------ EXTRACTED RECORDS
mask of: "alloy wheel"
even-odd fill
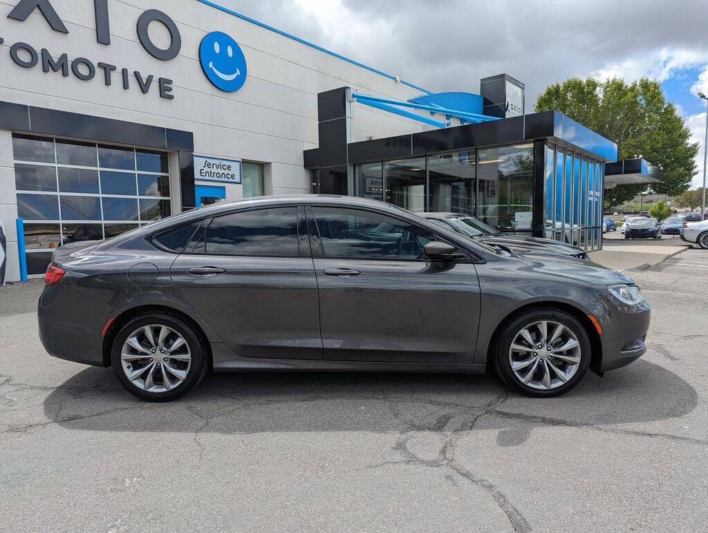
[[[144,326],[123,343],[120,363],[128,380],[147,392],[166,392],[181,385],[192,365],[184,337],[162,324]]]
[[[567,383],[580,368],[581,358],[576,334],[552,320],[525,326],[509,347],[509,362],[516,378],[540,390],[557,389]]]

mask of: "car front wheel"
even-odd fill
[[[708,250],[708,231],[704,231],[699,235],[698,239],[696,239],[696,242],[704,250]]]
[[[167,313],[141,315],[113,339],[113,374],[131,394],[169,401],[188,392],[207,373],[205,342],[195,328]]]
[[[506,325],[493,348],[501,379],[532,396],[553,396],[577,385],[590,366],[590,338],[583,325],[564,311],[525,313]]]

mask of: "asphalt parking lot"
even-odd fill
[[[649,351],[542,400],[493,377],[318,373],[145,403],[45,354],[41,282],[0,289],[2,529],[704,529],[708,252],[627,273]]]

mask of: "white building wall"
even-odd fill
[[[0,0],[0,37],[4,39],[0,45],[0,101],[190,131],[195,154],[266,164],[266,193],[309,191],[303,151],[318,146],[318,93],[350,86],[399,100],[421,93],[198,0],[109,0],[110,45],[96,42],[92,0],[52,0],[68,35],[52,30],[38,10],[24,22],[7,18],[16,4]],[[139,43],[136,23],[147,9],[164,11],[179,28],[182,47],[174,59],[159,61]],[[246,57],[248,77],[234,93],[219,91],[202,72],[199,45],[204,35],[214,30],[233,37]],[[153,23],[150,35],[156,45],[167,47],[169,34],[161,24]],[[38,53],[47,48],[55,59],[66,52],[69,61],[84,57],[94,64],[116,65],[118,70],[113,74],[112,86],[106,86],[100,69],[93,79],[83,81],[71,73],[63,77],[43,72],[41,59],[33,68],[22,68],[9,54],[11,45],[20,41]],[[365,62],[365,58],[358,59]],[[154,75],[147,94],[140,91],[132,75],[130,88],[122,88],[123,67],[143,76]],[[159,77],[173,80],[173,100],[159,98]],[[351,114],[353,141],[429,127],[358,103],[353,104]],[[241,197],[241,185],[227,188],[229,199]],[[16,242],[14,196],[11,134],[0,132],[0,217],[13,243]],[[16,245],[9,248],[8,268],[14,272]]]

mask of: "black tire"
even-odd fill
[[[151,325],[166,326],[178,332],[185,340],[191,353],[191,363],[184,380],[171,390],[164,392],[149,392],[139,389],[125,375],[120,360],[120,353],[128,336],[138,328]],[[195,326],[177,315],[153,312],[132,319],[118,331],[113,338],[110,362],[115,378],[125,390],[142,400],[161,402],[175,400],[196,386],[207,374],[210,359],[206,340]]]
[[[552,320],[569,328],[578,338],[581,348],[581,362],[575,374],[566,383],[551,389],[535,389],[522,383],[511,369],[509,361],[509,349],[517,333],[529,324],[542,320]],[[548,307],[513,316],[502,326],[496,336],[492,346],[491,357],[496,373],[509,387],[525,396],[546,398],[564,394],[581,382],[590,367],[592,348],[588,332],[577,319],[565,311]]]
[[[698,236],[696,243],[704,250],[708,250],[708,231],[704,231]]]

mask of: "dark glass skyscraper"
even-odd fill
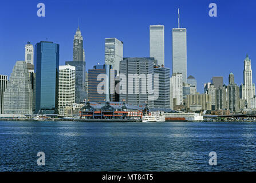
[[[41,41],[35,46],[36,114],[58,114],[60,45]]]

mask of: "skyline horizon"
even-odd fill
[[[114,2],[115,1],[112,1],[112,2]],[[225,3],[223,3],[220,2],[218,2],[217,1],[217,5],[225,5]],[[184,1],[183,1],[184,2]],[[65,2],[64,2],[65,3]],[[76,2],[77,3],[77,2]],[[189,3],[188,3],[189,4]],[[208,5],[208,3],[205,3],[204,5]],[[187,13],[189,12],[187,12],[187,10],[186,10],[186,8],[187,7],[183,7],[182,6],[182,2],[179,3],[179,5],[178,7],[175,7],[174,9],[175,9],[175,11],[171,11],[173,12],[173,13],[168,13],[169,15],[172,14],[174,15],[174,19],[175,21],[172,21],[172,19],[168,19],[169,22],[172,22],[172,26],[170,25],[170,23],[165,23],[164,21],[160,23],[152,23],[152,21],[150,21],[150,18],[148,18],[148,21],[150,21],[150,22],[147,22],[147,23],[144,23],[146,25],[142,25],[141,26],[143,26],[143,30],[139,30],[137,29],[137,30],[139,30],[139,31],[136,32],[135,34],[129,34],[128,35],[123,35],[122,34],[122,32],[121,31],[120,33],[115,33],[115,31],[112,31],[111,29],[106,29],[104,30],[104,31],[101,31],[100,30],[101,33],[103,33],[103,34],[104,34],[103,35],[101,36],[100,39],[99,38],[99,37],[97,37],[97,42],[94,41],[93,43],[92,43],[92,42],[90,41],[90,38],[93,37],[93,34],[88,34],[88,29],[86,29],[86,25],[88,25],[88,21],[82,21],[81,22],[79,22],[79,28],[81,30],[81,31],[82,33],[82,35],[83,36],[84,41],[84,47],[85,49],[85,62],[86,62],[86,70],[88,71],[88,69],[90,69],[92,68],[93,66],[95,65],[94,63],[98,63],[99,62],[100,64],[104,64],[105,63],[105,51],[103,50],[105,48],[105,38],[111,38],[111,37],[115,37],[117,38],[118,39],[120,40],[121,41],[123,41],[124,42],[124,57],[149,57],[149,26],[150,25],[164,25],[165,27],[165,31],[164,31],[164,42],[165,42],[165,49],[164,49],[164,53],[165,53],[165,67],[170,68],[170,70],[172,69],[171,64],[172,63],[172,61],[171,59],[172,54],[171,54],[171,31],[172,29],[175,28],[177,26],[177,19],[178,19],[178,15],[176,12],[176,10],[178,10],[178,8],[180,8],[180,15],[181,15],[181,27],[183,27],[183,25],[187,25],[187,26],[185,26],[184,27],[186,27],[187,30],[187,76],[189,76],[190,75],[194,77],[198,82],[198,87],[197,87],[197,91],[199,92],[200,93],[203,93],[203,83],[210,82],[211,78],[212,77],[216,77],[216,76],[222,76],[223,77],[223,83],[226,84],[227,85],[228,84],[228,78],[229,78],[229,74],[230,73],[230,72],[232,72],[234,73],[234,78],[235,78],[235,83],[237,83],[238,86],[240,86],[241,83],[243,83],[243,69],[242,69],[242,67],[243,67],[243,61],[245,60],[246,58],[246,54],[248,54],[249,55],[249,58],[252,61],[252,70],[253,72],[253,71],[256,69],[256,65],[254,65],[253,61],[255,59],[254,58],[255,57],[254,51],[252,51],[252,49],[253,48],[253,45],[255,44],[256,42],[256,40],[255,38],[254,39],[250,39],[250,41],[251,41],[251,45],[250,43],[248,43],[247,41],[246,41],[247,44],[243,45],[243,43],[237,43],[236,44],[233,44],[232,43],[232,39],[229,39],[229,41],[228,41],[227,43],[225,42],[225,39],[223,39],[224,38],[222,38],[222,40],[221,41],[219,41],[220,45],[223,44],[227,44],[227,46],[225,46],[225,45],[223,46],[223,49],[216,47],[215,50],[214,50],[214,51],[211,51],[211,50],[212,50],[212,46],[211,46],[211,44],[209,45],[210,46],[208,47],[208,49],[207,49],[207,46],[205,46],[205,45],[200,45],[199,43],[196,44],[196,41],[194,41],[193,39],[195,38],[195,37],[198,39],[198,37],[196,36],[196,32],[199,31],[200,29],[196,28],[196,24],[193,25],[193,27],[190,27],[189,23],[186,23],[188,21],[189,21],[190,18],[187,16]],[[187,6],[187,4],[186,5]],[[47,6],[46,3],[46,17],[44,18],[37,18],[38,20],[41,20],[40,18],[42,19],[46,19],[48,18],[48,15],[50,14],[50,10],[49,5]],[[231,6],[231,7],[233,7],[233,6]],[[208,11],[209,9],[207,7],[207,6],[204,6],[204,8],[206,11]],[[218,17],[214,17],[214,18],[211,18],[208,16],[207,14],[206,14],[206,17],[208,16],[208,17],[206,17],[207,19],[209,19],[208,20],[210,20],[211,21],[213,22],[214,23],[214,21],[216,19],[219,19],[219,15],[221,13],[221,11],[220,11],[220,9],[221,10],[221,6],[218,6]],[[230,12],[231,10],[230,10]],[[247,11],[248,12],[248,11]],[[191,13],[191,12],[190,12]],[[206,12],[205,12],[206,13]],[[35,15],[36,16],[36,15]],[[80,16],[77,16],[80,17]],[[149,17],[150,18],[150,17]],[[253,18],[253,17],[251,17]],[[80,19],[81,19],[81,18],[79,18]],[[69,19],[70,20],[70,19]],[[75,34],[76,30],[77,29],[77,23],[74,21],[73,21],[73,19],[72,19],[72,22],[73,23],[76,23],[76,26],[71,28],[69,28],[70,30],[68,33],[63,33],[62,31],[61,27],[60,28],[56,28],[54,29],[55,31],[57,31],[62,33],[61,34],[62,36],[58,35],[54,37],[54,38],[49,38],[49,37],[53,35],[52,34],[47,34],[49,35],[49,36],[47,36],[48,37],[48,40],[50,40],[50,41],[53,41],[54,43],[57,43],[60,44],[60,63],[61,65],[65,65],[65,62],[68,61],[73,61],[73,49],[72,49],[72,41],[73,41],[73,35]],[[194,22],[192,23],[195,23],[196,21],[194,19]],[[156,22],[156,21],[155,21]],[[48,23],[46,23],[45,22],[44,22],[44,25],[48,25]],[[66,23],[68,24],[68,23]],[[69,24],[68,24],[69,25]],[[71,25],[71,24],[70,24]],[[63,25],[62,25],[63,26]],[[136,27],[136,23],[133,23],[131,24],[132,27],[135,26]],[[72,26],[69,26],[69,27],[71,27]],[[130,26],[129,26],[130,27]],[[48,27],[46,27],[46,30],[49,30]],[[108,28],[108,27],[107,27]],[[114,27],[116,28],[116,27]],[[123,27],[122,27],[123,28]],[[199,27],[200,28],[200,27]],[[212,28],[212,27],[211,27]],[[45,29],[45,27],[44,28]],[[1,32],[3,31],[3,29],[0,29]],[[33,30],[33,29],[32,29]],[[216,29],[216,30],[218,30],[218,29]],[[109,31],[111,31],[111,33],[109,35],[110,36],[108,37],[105,37],[105,34],[108,34],[108,33]],[[195,32],[195,34],[191,34],[191,33],[193,33],[193,31]],[[143,31],[143,32],[141,32]],[[29,31],[29,33],[31,33],[31,31]],[[214,30],[211,32],[211,33],[213,34],[214,33]],[[45,34],[45,33],[44,34]],[[0,37],[2,37],[2,34],[1,34],[1,35]],[[243,34],[245,35],[245,34]],[[25,35],[24,35],[25,36]],[[114,36],[111,36],[114,35]],[[123,35],[123,36],[122,36]],[[225,35],[224,36],[227,35],[230,35],[230,34]],[[243,37],[246,37],[246,35],[245,35]],[[143,36],[144,37],[143,37]],[[3,63],[4,67],[1,67],[1,69],[0,69],[1,74],[3,75],[7,75],[9,77],[10,73],[11,73],[12,69],[13,67],[13,66],[14,65],[15,62],[19,60],[24,60],[24,50],[21,49],[21,45],[22,45],[23,47],[25,46],[25,45],[27,41],[30,41],[30,43],[31,43],[33,46],[36,45],[37,42],[38,42],[40,41],[43,41],[44,39],[41,39],[40,40],[38,40],[38,35],[35,34],[34,36],[32,36],[30,38],[27,37],[27,38],[26,38],[26,40],[24,40],[23,39],[21,38],[23,41],[21,42],[17,42],[17,44],[15,44],[14,46],[12,45],[13,48],[10,48],[9,46],[6,46],[4,47],[4,49],[0,49],[0,53],[2,51],[2,54],[0,54],[0,59],[1,60],[7,60],[8,61],[6,62],[8,63],[8,64],[5,64],[5,62]],[[140,39],[138,41],[140,42],[142,39],[145,41],[145,38],[147,39],[146,42],[143,42],[142,45],[144,45],[143,47],[140,47],[140,49],[137,50],[137,47],[138,45],[132,45],[132,40],[130,39],[131,38],[136,38],[136,37],[140,37]],[[248,35],[247,35],[248,37]],[[44,37],[44,35],[42,35],[41,37]],[[68,39],[65,39],[63,38],[68,38]],[[104,38],[105,37],[105,38]],[[96,38],[96,37],[95,37]],[[199,37],[202,38],[202,37]],[[9,38],[9,37],[5,37],[3,38],[3,40],[5,40],[5,39]],[[127,41],[126,40],[128,39],[128,40]],[[144,38],[144,39],[143,39]],[[19,39],[21,39],[19,38]],[[65,41],[65,42],[63,42],[63,40],[66,40],[66,41]],[[99,40],[100,39],[100,41]],[[200,41],[202,42],[202,40],[196,40],[196,41]],[[211,43],[211,41],[216,46],[216,43],[214,42],[214,39],[209,39],[210,43]],[[62,41],[61,41],[62,40]],[[68,41],[71,40],[71,41]],[[255,40],[255,41],[253,41]],[[215,40],[216,41],[216,40]],[[100,42],[99,42],[100,41]],[[3,41],[5,42],[5,41]],[[216,42],[216,41],[215,41]],[[217,42],[218,42],[217,41]],[[132,46],[131,46],[131,43],[132,43]],[[202,49],[202,47],[200,46],[203,46],[203,49],[205,50],[206,53],[203,53],[203,51],[202,53],[196,53],[195,51],[192,51],[191,49],[194,49],[194,46],[193,46],[193,45],[194,44],[196,45],[196,46],[198,47],[195,47],[196,49],[199,49],[200,48]],[[96,46],[97,45],[97,46]],[[140,44],[137,44],[140,45]],[[218,45],[218,44],[217,44]],[[232,46],[237,47],[239,45],[242,45],[242,48],[238,49],[239,51],[235,51],[237,54],[230,54],[230,50],[229,50],[229,49],[227,49],[227,47],[231,47]],[[7,43],[7,45],[8,43]],[[245,46],[245,45],[246,45],[246,46]],[[3,45],[1,45],[0,48],[2,48],[2,46]],[[139,45],[140,46],[140,45]],[[68,47],[68,49],[66,47]],[[99,46],[100,47],[100,50],[99,51]],[[8,53],[10,53],[11,51],[12,51],[12,49],[14,47],[14,50],[15,50],[15,53],[17,54],[10,54],[7,55]],[[63,49],[62,49],[63,48]],[[237,49],[238,48],[237,47]],[[220,50],[219,51],[217,51],[218,50]],[[92,51],[92,50],[93,50],[93,51]],[[146,51],[145,51],[146,50]],[[194,50],[195,51],[195,50]],[[222,55],[225,53],[224,52],[226,52],[227,55],[225,55],[225,57],[223,57]],[[231,51],[232,53],[234,53],[234,51]],[[11,51],[12,53],[13,51]],[[215,53],[212,53],[215,52]],[[99,54],[100,53],[100,54]],[[212,54],[212,57],[211,57],[211,54]],[[230,57],[228,55],[230,55]],[[202,58],[203,56],[205,56],[205,55],[208,55],[207,57],[207,62],[203,62],[202,63],[200,63],[200,61],[203,61],[204,60],[202,60]],[[226,55],[226,54],[225,54]],[[229,59],[227,59],[227,58],[230,58]],[[228,61],[223,62],[223,59]],[[200,61],[197,61],[200,60]],[[213,62],[211,62],[211,61],[215,61],[215,62],[216,62],[216,64],[212,64]],[[234,61],[234,64],[232,63],[232,60]],[[209,62],[210,63],[210,65],[209,65]],[[237,66],[235,65],[235,64],[237,63]],[[1,62],[1,65],[3,64],[3,62]],[[201,64],[201,66],[200,66],[199,68],[197,68],[197,66],[198,64]],[[235,64],[235,65],[234,65]],[[240,65],[241,64],[241,65]],[[216,65],[223,65],[223,66],[222,67],[216,67]],[[226,69],[227,68],[227,66],[229,66],[229,69]],[[209,67],[211,67],[212,69],[211,69],[211,71],[209,71],[209,69],[208,69]],[[216,70],[214,71],[214,69]],[[171,77],[172,73],[171,71],[170,71],[170,77]],[[256,78],[256,76],[255,74],[253,74],[253,81],[255,81]]]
------------
- [WRITTEN PROBLEM] Tally the lines in the material above that contain the string "wheel". What is the count? Reply with the number alone.

- [CORRECT ANSWER] 2